Omit every picture and return the rest of the data unaltered.
--- EXERCISE DATA ---
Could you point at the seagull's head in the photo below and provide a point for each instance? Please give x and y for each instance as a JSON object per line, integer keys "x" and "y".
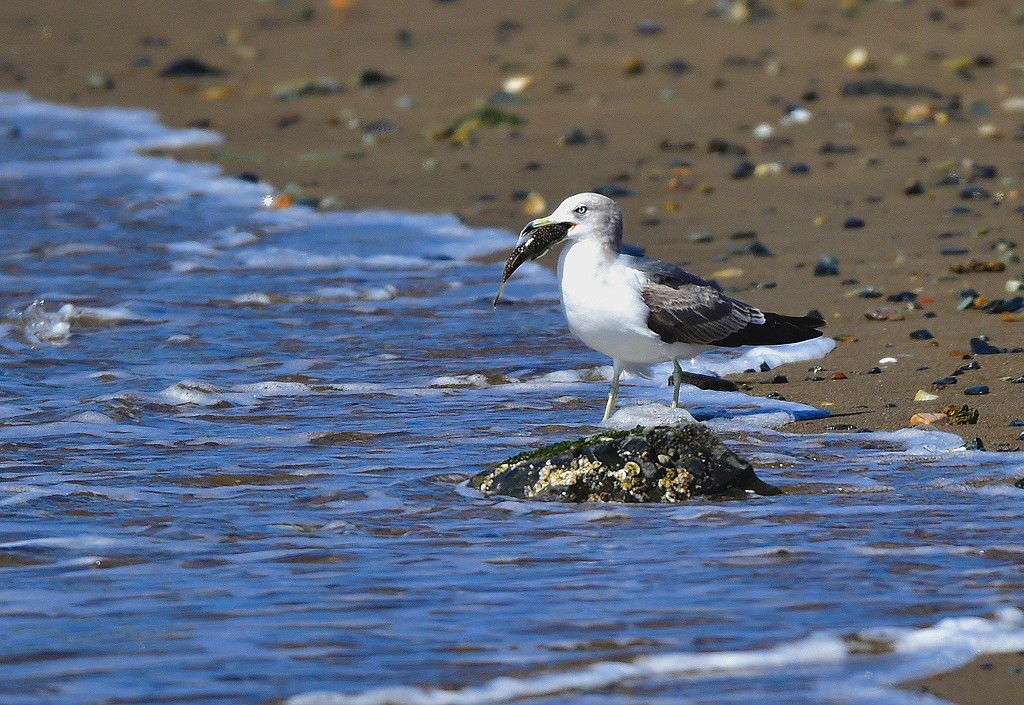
{"x": 584, "y": 216}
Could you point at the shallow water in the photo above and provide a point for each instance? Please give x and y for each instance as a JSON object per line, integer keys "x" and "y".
{"x": 231, "y": 447}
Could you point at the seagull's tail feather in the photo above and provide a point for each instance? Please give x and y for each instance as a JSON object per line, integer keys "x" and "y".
{"x": 776, "y": 330}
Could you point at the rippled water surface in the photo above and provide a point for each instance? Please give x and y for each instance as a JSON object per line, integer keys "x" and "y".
{"x": 231, "y": 442}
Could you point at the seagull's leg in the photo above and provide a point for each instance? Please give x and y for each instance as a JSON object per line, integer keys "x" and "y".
{"x": 677, "y": 379}
{"x": 613, "y": 389}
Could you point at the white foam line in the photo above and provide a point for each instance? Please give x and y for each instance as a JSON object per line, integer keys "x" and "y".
{"x": 943, "y": 645}
{"x": 814, "y": 650}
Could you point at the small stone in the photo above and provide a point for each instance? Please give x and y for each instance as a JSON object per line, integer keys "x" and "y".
---
▶ _ANSWER TO THIS TASK_:
Could you point at the seagull's head in the photo below and provide a point for each instance? Please give x and y for each instance as a JSON object per line, integer keys "x" and "y".
{"x": 584, "y": 216}
Could you point at the shallow water in the photo above and provide a point for each instance? Please give x and y for each instance as a JSON object per line, integer keys "x" and "y".
{"x": 231, "y": 447}
Could you point at the seagull's tail feather in the photo above and provide a point for each instance? Please give x and y for each instance as a JSON object per line, integer keys "x" and "y".
{"x": 776, "y": 330}
Could you point at the rippled water surface in the photo above and provide a point for each instance? Please give x and y for each instance as a JSON object per line, integer keys "x" and "y".
{"x": 231, "y": 442}
Could you point at the seagull's leg in the photo above and provide a point for each instance? Please give x and y for each instance as a JSON object per line, integer keys "x" and "y".
{"x": 677, "y": 379}
{"x": 613, "y": 389}
Could you point at the white foam line in the photo above and provide a point for each instance? Please give x and y for each instance as a JSON object per line, integer keys "x" and "y".
{"x": 943, "y": 645}
{"x": 814, "y": 650}
Could you point at the small stone in the photo above and provide a point for each instance? Please give x and y for each instance as a JSON object per line, integer keys "x" and "y".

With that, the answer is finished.